Back in the 20th century, smoking cigarettes was a part of the culture, but no one knew how dangerous they were. Then the truth came out about cigarettes—they cause diseases such as lung cancer. Recently, there have been new ways to get nicotine, but in a liquid form. Vaping originated to reduce cigarette use, to wean people off of nicotine. The most popular forms of vaping are Juuls, Sourins, and Phixes. Anyone over 18 can buy these vaping devices, but hardly difficult to obtain for younger fiends.
E-cigarettes are a substitute for cigarettes. They can be purchased easily online. By simply checking a box that says “I’m older than 18,” underage people are able to access e-cig websites. In April, the FDA started an undercover investigation targeting retailers that sell juul products. However, tobacco companies also advertise by targeting younger generations, often introducing flavored nicotine cartridges. These fun fruity flavors in colored packaging entice people, especially under the age of 21. This new form of getting nicotine in the body has captivated high schoolers across the nation, impacting high schools like Terra Linda.
While Vaping is frequently thought to be less detrimental to your health than cigarettes, they can cause a disease known as popcorn lung. Popcorn lung is the a scarring of the tiny air sacs in the lungs resulting in the thickening and narrowing of the airways. This disease causes coughing, wheezing, and shortness of breath. A chemical that flavors e-cigarettes called diacetyl causes popcorn lung. Diacetyl was first discovered in microwave popcorn factories decades ago, until it was recalled. Many cases of bronchiolitis obliterans, a serious and irreversible lung disease, emerged because of this chemical. Now, years later, diacetyl is used to flavor nicotine devices. Other chemicals found in Juuls include lead, nickel, tin, and other heavy metals. According to the Office of US Surgeon General, youth and vaping don’t mix well. Vaping causes harm on a developing brain.

**Entries supplied**
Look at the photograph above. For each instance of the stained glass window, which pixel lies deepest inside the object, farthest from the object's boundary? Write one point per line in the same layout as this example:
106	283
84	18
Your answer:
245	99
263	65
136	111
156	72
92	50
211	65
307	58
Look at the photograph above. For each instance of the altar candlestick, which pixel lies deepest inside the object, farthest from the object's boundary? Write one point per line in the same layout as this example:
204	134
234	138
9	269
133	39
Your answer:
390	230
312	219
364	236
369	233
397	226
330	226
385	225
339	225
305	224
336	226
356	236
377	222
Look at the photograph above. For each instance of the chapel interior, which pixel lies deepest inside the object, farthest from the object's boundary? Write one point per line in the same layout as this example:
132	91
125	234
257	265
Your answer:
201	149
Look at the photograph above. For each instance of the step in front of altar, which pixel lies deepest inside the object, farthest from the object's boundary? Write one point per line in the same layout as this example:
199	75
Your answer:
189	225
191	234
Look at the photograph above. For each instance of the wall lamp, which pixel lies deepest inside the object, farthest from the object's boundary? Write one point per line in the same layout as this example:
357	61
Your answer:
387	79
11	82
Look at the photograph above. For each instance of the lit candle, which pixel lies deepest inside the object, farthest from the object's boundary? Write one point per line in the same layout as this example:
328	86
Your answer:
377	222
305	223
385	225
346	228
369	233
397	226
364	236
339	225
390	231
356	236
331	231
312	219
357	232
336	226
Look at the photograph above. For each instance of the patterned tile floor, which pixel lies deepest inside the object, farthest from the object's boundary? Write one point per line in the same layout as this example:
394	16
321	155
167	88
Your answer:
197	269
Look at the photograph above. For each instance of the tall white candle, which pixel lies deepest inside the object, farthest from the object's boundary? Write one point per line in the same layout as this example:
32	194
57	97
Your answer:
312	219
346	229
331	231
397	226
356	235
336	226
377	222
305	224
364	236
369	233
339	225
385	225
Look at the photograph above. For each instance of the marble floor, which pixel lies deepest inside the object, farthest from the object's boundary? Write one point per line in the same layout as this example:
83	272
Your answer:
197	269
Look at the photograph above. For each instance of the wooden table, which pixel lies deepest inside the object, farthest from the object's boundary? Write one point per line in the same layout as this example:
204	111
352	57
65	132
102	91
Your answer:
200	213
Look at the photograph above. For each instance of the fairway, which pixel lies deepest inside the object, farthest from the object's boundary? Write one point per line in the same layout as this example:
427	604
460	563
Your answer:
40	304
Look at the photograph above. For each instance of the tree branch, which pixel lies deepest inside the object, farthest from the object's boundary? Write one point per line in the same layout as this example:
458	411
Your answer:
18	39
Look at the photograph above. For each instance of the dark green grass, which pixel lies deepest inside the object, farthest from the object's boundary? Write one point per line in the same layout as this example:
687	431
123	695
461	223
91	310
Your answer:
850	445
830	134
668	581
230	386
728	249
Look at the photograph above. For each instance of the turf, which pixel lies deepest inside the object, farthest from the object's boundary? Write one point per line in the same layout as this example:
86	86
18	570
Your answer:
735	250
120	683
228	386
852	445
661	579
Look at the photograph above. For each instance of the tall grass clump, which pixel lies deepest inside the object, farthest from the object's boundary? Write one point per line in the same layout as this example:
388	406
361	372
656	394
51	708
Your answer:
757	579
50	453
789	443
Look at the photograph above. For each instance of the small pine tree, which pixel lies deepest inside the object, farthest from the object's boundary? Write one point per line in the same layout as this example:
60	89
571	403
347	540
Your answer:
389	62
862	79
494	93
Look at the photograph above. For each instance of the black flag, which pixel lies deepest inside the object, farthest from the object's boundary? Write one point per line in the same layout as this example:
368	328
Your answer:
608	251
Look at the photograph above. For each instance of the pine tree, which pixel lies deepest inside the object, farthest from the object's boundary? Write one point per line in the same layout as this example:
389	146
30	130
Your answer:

**Task list**
(1) Say whether each statement agrees with the text on vaping, answering yes or no and quoting the words of the text that decide it: (a) The FDA's undercover investigation targeting juul retailers started in April. (b) Diacetyl is the flavoring chemical that causes popcorn lung. (c) Vaping began as a way to get more people using nicotine.
(2) Continue the text on vaping from its last sentence.

**Expected responses**
(1)
(a) Yes: "In April, the FDA started an undercover investigation targeting retailers that sell juul products."
(b) Yes: "A chemical that flavors e-cigarettes called diacetyl causes popcorn lung."
(c) No: "Vaping originated to reduce cigarette use, to wean people off of nicotine."

(2)
Vaping is the most popular method of getting nicotine in the human body among teenagers, and with other vaping methods on the rise, nicotine is easier to get addicted to than ever. When children vape, the nicotine rewires the brain to constantly crave it. This is an incredibly pressing issue as three anonymous students from TL come forward to share about their nicotine addictions.
The first student interviewed has been juuling since summer 2017. She first tried it when her boyfriend offered her a hit from his juul. After using his, she bought her own juul. Anonymous chose not to share how she bought the nicotine device. She explained, “I started only once a day, but I began to vape pretty often.” She said she became addicted to nicotine. The student began to purchase other nicotine devices like Soriens, Boutons, and Fixes. Anonymous states, “If I don’t have nicotine in my system for five or more days, my arms start to break out and I have panic attacks.” She goes on to say she goes through one pod everyday. A pod is the cartridge filled with the flavored liquid nicotine. The nicotine level in one pod is equivalent to that of one pack of cigarettes. If stressed, she goes through two pods a day. Anonymous is trying to stop vaping but it’s difficult because she’s “grown very dependent” on nicotine.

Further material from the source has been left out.